» What is being asked
Rename "balcony" to "terrace" in the lines running from the one that contains "task: outline the **balcony**" through the one that contains "71L35 72L35 79L37". Reproduce only those lines, changing nothing else.

» Materials provided
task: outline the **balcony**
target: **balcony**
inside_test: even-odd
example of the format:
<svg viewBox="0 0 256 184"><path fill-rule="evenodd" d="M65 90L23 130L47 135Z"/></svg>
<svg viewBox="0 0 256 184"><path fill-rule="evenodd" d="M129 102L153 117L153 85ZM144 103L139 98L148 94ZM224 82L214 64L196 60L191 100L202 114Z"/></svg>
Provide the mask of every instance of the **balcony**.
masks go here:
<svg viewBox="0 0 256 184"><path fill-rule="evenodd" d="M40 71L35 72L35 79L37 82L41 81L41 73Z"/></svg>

...

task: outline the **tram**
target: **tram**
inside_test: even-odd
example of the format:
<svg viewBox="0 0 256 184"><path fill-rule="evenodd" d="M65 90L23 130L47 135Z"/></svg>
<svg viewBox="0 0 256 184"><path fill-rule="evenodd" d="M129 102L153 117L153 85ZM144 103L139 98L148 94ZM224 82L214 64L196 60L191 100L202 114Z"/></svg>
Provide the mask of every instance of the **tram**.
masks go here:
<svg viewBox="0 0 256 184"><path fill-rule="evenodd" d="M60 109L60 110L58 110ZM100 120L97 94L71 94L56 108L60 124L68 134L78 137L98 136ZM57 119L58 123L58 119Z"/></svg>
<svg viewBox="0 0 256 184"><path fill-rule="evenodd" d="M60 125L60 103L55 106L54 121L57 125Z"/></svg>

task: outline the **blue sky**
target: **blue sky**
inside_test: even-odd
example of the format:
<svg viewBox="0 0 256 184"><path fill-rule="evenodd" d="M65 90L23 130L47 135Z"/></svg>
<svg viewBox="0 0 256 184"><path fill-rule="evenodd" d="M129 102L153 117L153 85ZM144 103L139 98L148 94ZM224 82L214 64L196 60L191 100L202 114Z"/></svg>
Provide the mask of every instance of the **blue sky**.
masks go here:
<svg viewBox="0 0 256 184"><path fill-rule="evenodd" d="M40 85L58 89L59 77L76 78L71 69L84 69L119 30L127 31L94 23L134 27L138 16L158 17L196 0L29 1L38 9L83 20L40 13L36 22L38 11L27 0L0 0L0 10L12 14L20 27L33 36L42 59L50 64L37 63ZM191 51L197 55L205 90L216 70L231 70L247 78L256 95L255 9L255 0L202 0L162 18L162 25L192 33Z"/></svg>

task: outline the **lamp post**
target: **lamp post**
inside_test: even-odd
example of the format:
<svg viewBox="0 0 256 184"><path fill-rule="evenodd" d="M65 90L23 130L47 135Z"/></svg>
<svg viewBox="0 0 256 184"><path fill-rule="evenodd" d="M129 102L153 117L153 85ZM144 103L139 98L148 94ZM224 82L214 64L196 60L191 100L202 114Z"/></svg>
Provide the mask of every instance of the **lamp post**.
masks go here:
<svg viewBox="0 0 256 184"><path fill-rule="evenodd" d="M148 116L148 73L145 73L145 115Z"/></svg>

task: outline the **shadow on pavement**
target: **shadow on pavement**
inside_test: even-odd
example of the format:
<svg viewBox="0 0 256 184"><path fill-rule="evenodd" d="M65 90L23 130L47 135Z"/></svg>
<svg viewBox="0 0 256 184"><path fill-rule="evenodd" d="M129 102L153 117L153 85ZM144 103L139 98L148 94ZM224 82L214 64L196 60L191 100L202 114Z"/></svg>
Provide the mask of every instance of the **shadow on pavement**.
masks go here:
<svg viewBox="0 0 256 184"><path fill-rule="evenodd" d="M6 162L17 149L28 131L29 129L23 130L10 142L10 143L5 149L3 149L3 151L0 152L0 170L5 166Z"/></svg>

» Answer to this problem
task: outline the **terrace**
target: **terrace**
inside_test: even-odd
example of the format:
<svg viewBox="0 0 256 184"><path fill-rule="evenodd" d="M65 90L23 130L47 135Z"/></svg>
<svg viewBox="0 0 256 184"><path fill-rule="evenodd" d="M129 102L153 117L153 85ZM144 103L139 98L148 94ZM224 82L214 64L196 60L191 100L202 114Z"/></svg>
Provide the mask of every instance of the **terrace**.
masks go here:
<svg viewBox="0 0 256 184"><path fill-rule="evenodd" d="M40 71L35 72L35 79L37 82L41 81L41 73Z"/></svg>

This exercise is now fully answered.